Trecho |
········

Vale registrar que o STF, ao julgar a constitucionalidade do art. 94 do Estatuto do Idoso, entendeu que o escopo daquela norma é tão somente de permitir a aplicação do procedimento sumaríssimo da Lei 9.099/1995 para os crimes contra idosos com pena máxima de até 4 anos[1]. Pela análise dos votos dos diversos ministros nesse julgamento, fixou-se o entendimento de que a lei em referência não alargou o conceito de infração penal de menor potencial ofensivo para os crimes contra idosos com pena até 4 anos, apenas permitiu a possibilidade de aplicação do procedimento sumaríssimo; todavia, também se entendeu que a lei não altera a possibilidade de aplicação de transação penal aos crimes contra idosos com pena máxima até 2 anos ou de suspensão condicional do processo para crimes com pena mínima até 1 ano. Neste julgamento, chegou-se a discutir a tese de que a aplicação dos benefícios despenalizadores da Lei 9.099/1995 para autores de crimes contra idosos seria inconstitucional, sendo que os votos dos ministros analisaram a questão e entenderam que não haveria inconstitucionalidade em se aplicar tais benefícios aos crimes contra idosos, desde que dentro do regramento legal.

········

Liste os limites de pena citados no trecho e indique a medida da Lei 9.099/1995 ligada a cada um.

Material coletado |
········

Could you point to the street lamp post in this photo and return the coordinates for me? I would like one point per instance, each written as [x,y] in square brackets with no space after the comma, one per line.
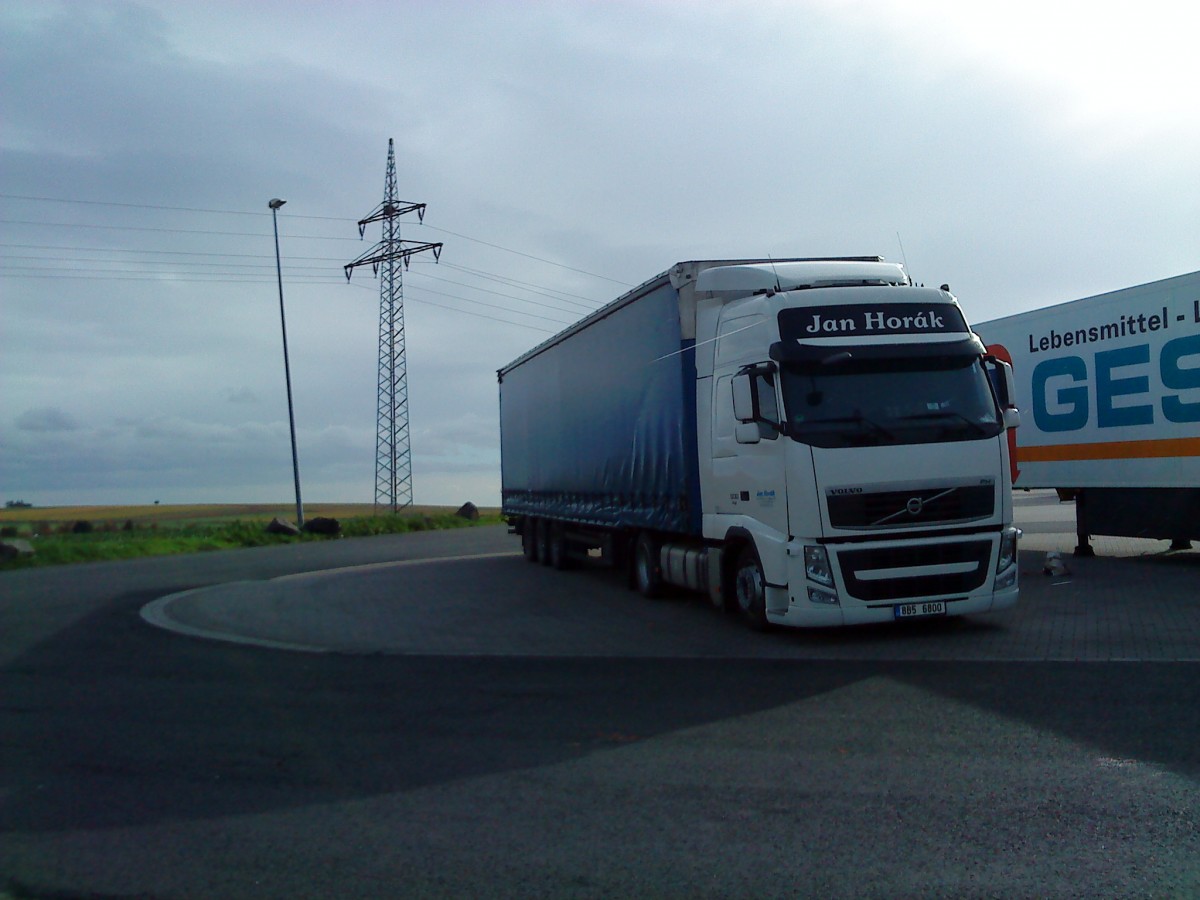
[287,370]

········

Resposta |
- Pena máxima de até 4 anos: aplicação do procedimento sumaríssimo aos crimes contra idosos.
- Pena máxima até 2 anos: transação penal.
- Pena mínima até 1 ano: suspensão condicional do processo.